_Source document_.
........

What is your latest book about?
“New and Selected poems” (Anvil Press, London) offers a selection from my earlier published books, together with a wad of new poems. It encompasses some unlikely topics for poetry, such as the world of business and bureaucracy.
What is your writing routine? Are there ideal conditions?
Having all of my life, worked as a civil servant, I have had to organize my writing life around my day job, which has meant a lot of red-eyed writing in the early hours — a well as more leisurely weekend writing, (poetry substituting for golf!). Ideal conditions consist of a long journey by train, with beautiful views, and passengers overheard saying things that stimulate the imagination. The train is particularly good for poetry because the rhythm the wheels becomes the rhythm of the words.
What advice to you have for aspiring writers?

........

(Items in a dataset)
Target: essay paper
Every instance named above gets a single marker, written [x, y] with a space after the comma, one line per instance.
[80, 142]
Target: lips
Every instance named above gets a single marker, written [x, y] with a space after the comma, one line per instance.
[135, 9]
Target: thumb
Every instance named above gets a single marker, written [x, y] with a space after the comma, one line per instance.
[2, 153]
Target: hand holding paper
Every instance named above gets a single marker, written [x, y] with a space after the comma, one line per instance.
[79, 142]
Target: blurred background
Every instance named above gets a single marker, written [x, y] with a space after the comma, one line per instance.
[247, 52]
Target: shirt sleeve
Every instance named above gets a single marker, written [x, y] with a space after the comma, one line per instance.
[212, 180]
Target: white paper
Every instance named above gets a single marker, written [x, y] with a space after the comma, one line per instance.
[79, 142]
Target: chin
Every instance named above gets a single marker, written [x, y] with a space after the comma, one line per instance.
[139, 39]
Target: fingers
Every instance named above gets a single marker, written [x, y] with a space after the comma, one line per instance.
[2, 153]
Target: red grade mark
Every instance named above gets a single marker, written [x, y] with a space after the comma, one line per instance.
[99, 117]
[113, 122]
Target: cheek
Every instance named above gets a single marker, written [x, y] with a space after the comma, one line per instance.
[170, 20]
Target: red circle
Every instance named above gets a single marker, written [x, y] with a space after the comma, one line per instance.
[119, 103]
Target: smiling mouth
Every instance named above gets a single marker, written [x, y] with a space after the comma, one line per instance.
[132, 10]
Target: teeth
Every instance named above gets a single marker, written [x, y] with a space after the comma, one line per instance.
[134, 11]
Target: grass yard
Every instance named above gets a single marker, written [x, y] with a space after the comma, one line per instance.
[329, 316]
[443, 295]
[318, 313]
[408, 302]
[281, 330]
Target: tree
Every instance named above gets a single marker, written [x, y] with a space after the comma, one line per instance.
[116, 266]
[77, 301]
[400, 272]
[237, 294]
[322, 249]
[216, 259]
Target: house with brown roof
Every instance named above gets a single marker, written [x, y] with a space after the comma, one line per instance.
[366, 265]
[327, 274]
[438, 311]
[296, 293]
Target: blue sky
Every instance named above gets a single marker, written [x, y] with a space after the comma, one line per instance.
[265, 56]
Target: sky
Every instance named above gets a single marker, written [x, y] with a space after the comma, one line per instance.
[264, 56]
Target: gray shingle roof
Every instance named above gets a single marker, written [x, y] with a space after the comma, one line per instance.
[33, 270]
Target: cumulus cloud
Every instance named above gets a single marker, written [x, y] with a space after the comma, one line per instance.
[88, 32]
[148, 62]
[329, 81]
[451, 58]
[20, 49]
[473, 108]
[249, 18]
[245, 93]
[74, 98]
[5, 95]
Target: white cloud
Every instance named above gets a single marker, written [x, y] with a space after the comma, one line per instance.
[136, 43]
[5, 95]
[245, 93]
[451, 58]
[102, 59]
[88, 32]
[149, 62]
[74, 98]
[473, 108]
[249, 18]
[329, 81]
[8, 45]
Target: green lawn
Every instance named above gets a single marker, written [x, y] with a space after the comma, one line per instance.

........

_Written exercise A_. Find every line in the records that contains the word "white", matching case exactly, and copy each of those lines.
_Written exercise B_. Pick up the interview with the poet about writing life and continue it from its last line.

_Result A_.
Target: white paper
Target: white cloud

_Result B_.
Sit around and wait to be told by the Muse or the subconscious what to write. Good writing is always effortless. The effort should be saved for revision. You take dictation from the Muse, you don’t dictate to her.
Name three books that are memorable in terms of your reading pleasure?
“Tarry Flynn” by Patrick Kavanagh, “The plays of William Congreve”, “Collective Poems” by William Butler Yeats
What book are you currently reading?
A proof copy of Thomas Lynch’s “Booking passage” has made a passage to my desk. It tells his family stories and the story of Irish America. I’m sure word of this eloquent and touching book will spread like gorse fire throughout Ireland and America
Is there a book you wish you had written?
“Castle Rackrent” by Maria Edgeworth – it shows wit, a perfect ear for speech rhythm, conveys an entire world with its full cast of characters through a short, apparently casual, yarn. Besides, she too was born on the New Year’s Day, I clearly wish that I could lay claim to some of her gifts.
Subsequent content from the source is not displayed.